- _About this exercise_:
In the records below, begin at the line containing "spot: panoramic photograph => coords" and end at the line containing "spot: skyscraper => coords"; quote every line in that span exactly, including both boundary lines, and no others.

Material for this exercise section start

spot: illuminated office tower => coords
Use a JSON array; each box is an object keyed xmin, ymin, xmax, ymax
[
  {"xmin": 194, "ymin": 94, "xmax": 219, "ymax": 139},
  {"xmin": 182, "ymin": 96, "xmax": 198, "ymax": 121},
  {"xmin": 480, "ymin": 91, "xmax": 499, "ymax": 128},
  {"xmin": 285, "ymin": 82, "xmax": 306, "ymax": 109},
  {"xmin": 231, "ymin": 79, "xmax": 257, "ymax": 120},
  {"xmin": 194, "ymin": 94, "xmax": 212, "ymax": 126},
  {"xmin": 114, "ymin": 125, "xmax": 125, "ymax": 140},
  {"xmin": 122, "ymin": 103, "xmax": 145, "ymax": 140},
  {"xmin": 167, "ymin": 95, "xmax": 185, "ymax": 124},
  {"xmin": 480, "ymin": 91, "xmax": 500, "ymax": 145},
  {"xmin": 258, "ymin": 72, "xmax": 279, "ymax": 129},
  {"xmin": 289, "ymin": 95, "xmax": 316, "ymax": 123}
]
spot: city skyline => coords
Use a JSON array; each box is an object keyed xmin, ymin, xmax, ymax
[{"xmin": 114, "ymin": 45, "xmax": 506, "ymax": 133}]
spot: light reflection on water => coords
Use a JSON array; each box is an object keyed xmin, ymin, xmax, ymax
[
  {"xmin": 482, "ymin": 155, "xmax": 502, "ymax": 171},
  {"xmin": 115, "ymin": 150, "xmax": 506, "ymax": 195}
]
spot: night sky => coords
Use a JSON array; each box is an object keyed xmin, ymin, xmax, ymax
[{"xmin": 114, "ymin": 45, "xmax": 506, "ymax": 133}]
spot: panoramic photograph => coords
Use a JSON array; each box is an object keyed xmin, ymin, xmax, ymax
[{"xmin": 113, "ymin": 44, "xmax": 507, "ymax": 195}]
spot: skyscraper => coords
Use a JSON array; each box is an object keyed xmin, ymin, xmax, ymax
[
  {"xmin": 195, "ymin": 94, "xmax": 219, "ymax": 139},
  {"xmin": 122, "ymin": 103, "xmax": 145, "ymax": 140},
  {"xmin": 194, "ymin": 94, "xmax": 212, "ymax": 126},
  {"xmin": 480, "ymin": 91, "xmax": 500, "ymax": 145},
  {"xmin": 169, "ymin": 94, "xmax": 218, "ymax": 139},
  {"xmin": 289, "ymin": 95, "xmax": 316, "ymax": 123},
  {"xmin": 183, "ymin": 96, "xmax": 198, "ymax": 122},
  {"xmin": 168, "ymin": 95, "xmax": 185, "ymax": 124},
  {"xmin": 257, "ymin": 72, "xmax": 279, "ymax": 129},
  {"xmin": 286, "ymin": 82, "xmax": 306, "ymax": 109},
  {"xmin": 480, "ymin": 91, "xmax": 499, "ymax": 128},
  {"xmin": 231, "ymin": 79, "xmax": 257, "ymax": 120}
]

Material for this exercise section end

- _Written answer_:
spot: panoramic photograph => coords
Use a JSON array; each box is an object keyed xmin, ymin, xmax, ymax
[{"xmin": 113, "ymin": 44, "xmax": 507, "ymax": 195}]
spot: skyscraper => coords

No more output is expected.